What the exercise asks
Swap "snug rectangles" for "tight boxes" throughout the items below, leaving everything else unchanged.

─── Records for this exercise ───

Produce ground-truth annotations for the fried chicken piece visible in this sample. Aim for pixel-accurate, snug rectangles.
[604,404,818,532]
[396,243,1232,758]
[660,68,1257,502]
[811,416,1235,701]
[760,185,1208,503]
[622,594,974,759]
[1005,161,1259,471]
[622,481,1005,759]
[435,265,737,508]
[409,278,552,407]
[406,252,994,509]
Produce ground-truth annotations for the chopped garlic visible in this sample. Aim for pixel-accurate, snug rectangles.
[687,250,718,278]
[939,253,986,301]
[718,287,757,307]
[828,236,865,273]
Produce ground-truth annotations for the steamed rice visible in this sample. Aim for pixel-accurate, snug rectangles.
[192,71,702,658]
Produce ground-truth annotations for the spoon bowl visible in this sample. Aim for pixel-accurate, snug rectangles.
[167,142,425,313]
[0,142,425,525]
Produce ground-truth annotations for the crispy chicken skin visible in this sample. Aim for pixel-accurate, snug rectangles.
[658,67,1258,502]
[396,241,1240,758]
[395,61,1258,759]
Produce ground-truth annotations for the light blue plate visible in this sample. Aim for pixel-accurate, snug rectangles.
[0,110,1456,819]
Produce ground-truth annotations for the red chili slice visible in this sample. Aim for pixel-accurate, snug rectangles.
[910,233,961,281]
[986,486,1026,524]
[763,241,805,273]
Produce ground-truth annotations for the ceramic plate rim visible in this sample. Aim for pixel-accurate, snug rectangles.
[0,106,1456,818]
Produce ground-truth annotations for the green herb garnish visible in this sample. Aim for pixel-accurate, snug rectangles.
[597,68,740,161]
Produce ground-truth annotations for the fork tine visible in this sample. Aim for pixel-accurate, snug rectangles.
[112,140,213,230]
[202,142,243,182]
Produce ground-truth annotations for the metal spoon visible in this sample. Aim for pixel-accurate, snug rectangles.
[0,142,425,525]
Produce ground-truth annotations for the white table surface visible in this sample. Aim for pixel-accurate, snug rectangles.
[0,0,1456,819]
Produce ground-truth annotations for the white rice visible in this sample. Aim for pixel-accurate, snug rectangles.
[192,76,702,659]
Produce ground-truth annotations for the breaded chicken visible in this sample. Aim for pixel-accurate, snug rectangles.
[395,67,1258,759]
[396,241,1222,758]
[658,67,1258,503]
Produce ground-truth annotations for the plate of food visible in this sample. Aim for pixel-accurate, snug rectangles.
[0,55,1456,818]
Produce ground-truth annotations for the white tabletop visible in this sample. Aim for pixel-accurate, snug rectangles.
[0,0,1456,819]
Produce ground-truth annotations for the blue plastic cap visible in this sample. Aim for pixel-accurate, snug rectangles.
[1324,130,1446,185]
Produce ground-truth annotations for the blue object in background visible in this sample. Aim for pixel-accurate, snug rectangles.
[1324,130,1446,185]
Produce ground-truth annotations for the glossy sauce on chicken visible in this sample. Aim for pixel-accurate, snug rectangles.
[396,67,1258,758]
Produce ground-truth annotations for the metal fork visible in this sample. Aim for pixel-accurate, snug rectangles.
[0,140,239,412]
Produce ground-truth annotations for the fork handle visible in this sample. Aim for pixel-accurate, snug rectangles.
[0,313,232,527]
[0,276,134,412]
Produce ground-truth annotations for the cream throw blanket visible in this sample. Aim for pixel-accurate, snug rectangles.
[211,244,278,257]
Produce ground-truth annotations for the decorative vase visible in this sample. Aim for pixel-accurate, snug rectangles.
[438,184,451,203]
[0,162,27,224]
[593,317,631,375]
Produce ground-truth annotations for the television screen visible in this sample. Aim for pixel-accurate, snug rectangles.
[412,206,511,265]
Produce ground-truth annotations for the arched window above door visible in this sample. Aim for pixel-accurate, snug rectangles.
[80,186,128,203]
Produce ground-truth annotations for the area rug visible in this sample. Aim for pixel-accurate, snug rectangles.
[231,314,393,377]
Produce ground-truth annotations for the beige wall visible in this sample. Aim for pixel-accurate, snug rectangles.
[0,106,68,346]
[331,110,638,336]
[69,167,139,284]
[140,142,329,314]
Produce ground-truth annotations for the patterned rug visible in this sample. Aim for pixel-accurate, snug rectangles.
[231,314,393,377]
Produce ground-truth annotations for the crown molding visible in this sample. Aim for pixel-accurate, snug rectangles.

───

Finished task
Produce ground-truth annotations for the fried chicken piece visible in this sample. Aim for pixel-accurate, tight boxes.
[604,404,818,532]
[396,243,1232,758]
[660,68,1257,502]
[811,416,1235,701]
[760,185,1208,503]
[622,594,974,759]
[1005,161,1259,471]
[622,481,1005,759]
[435,265,737,508]
[409,278,552,407]
[406,252,994,509]
Produce ground-truth annotations for the chopped garlic visible in this sample. Aim for pixel-accurate, tight boxes.
[687,250,718,278]
[939,253,986,301]
[718,287,757,307]
[828,236,865,273]
Produce ground-truth annotations for the steamed rice visible in this sample. Aim for pixel-accurate, tight boxes.
[192,71,702,658]
Produce ground-truth annotations for the spoon bowl visible in this sample. Aim for pixel-accurate, tight boxes.
[167,142,425,313]
[0,142,425,525]
Produce ground-truth annotations for the crispy chicken skin visible in this sample. Aim for pixel-accurate, tight boxes.
[658,67,1258,502]
[396,241,1240,758]
[395,61,1258,759]
Produce ground-truth annotations for the light blue plate visible in this sample. Aim for pixel-accurate, tight boxes.
[0,110,1456,819]
Produce ground-truth annotations for the red chili slice visible in this sample. Aim for pixel-accurate, tight boxes.
[910,233,961,281]
[986,486,1026,524]
[763,241,805,273]
Produce ground-truth annotations for the ceramic plate rim visible in this sample. Aim for pixel-accurate, tight boxes.
[0,106,1456,818]
Produce ground-truth annotations for the green herb garnish visible in this sample. Aim for pixel-accurate, tight boxes.
[597,68,740,161]
Produce ground-truth annotations for the fork tine visible in this sample. Aim for pixel-accurate, tight boxes.
[112,140,213,230]
[202,142,243,182]
Produce ground-truth annotations for the metal spoon visible in this sample. Aim for pixel-accurate, tight boxes.
[0,142,425,525]
Produce ground-truth annotations for the white table surface visible in this sample. Aim for pixel-accurate, tight boxes.
[0,0,1456,819]
Produce ground-truth annotations for the white rice visible in this sample. Aim for pixel-accurate, tight boxes.
[192,76,702,659]
Produce ground-truth annotations for the breaded chicken visible in this sample. Aim for pixel-accurate, tight boxes.
[395,67,1258,759]
[396,241,1222,758]
[658,67,1258,503]
Produce ground-truth annotations for the plate of food visible in this sample. Aim for pixel-accurate, tight boxes.
[0,55,1456,818]
Produce ground-truth annotations for the white tabletop visible in this sample. Aim for pixel-accurate, tight boxes.
[0,0,1456,819]
Produce ground-truth annotations for the blue plastic cap visible in this sample. Aim for pixel-accurate, tight boxes.
[1324,130,1446,185]
Produce ground-truth annotations for the blue object in background visible in this sample. Aim for pixel-accurate, tight boxes.
[1324,130,1446,185]
Produce ground-truth annotations for the glossy sauce on chicken visible in this sample. Aim for pixel-accurate, tight boxes.
[396,67,1258,758]
Produce ground-truth annotations for the metal fork visible in this sample. Aim for pixel-accurate, tight boxes.
[0,140,239,412]
Produce ground-truth annotations for the fork handle visible in this sample. Aim for pixel-accurate, tight boxes.
[0,313,232,527]
[0,276,134,412]
Produce ground-truth annotations for the cream throw blanket visible in this sample. Aim for pixel-accurate, tight boxes.
[211,244,278,257]
Produce ground-truth annotations for the decorative vase visible in this sample. Aim for pixel-accurate, tight boxes.
[438,184,451,203]
[0,162,27,224]
[593,317,631,375]
Produce ground-truth annotations for the television screen visible in this sample. Aim for pixel-accurate, tight boxes.
[412,206,511,265]
Produce ground-truth annotations for the arched window above door visible in this sample. Aim for pixel-accurate, tight boxes.
[80,186,128,203]
Produce ground-truth annotations for the area rug visible in this sample. Aim for pixel-accurate, tight boxes.
[231,314,393,377]
Produce ground-truth annotations for the beige wall visible in this sample. Aim for pixel-accurate, tight boxes.
[0,106,68,346]
[331,110,638,336]
[69,167,139,284]
[140,142,329,314]
Produce ground-truth annotations for the patterned rug visible in this sample. Aim for pixel-accurate, tight boxes.
[231,314,393,377]
Produce ground-truth annotations for the crown molding visible in this sample. Aim for pixel-accurate, tight boxes.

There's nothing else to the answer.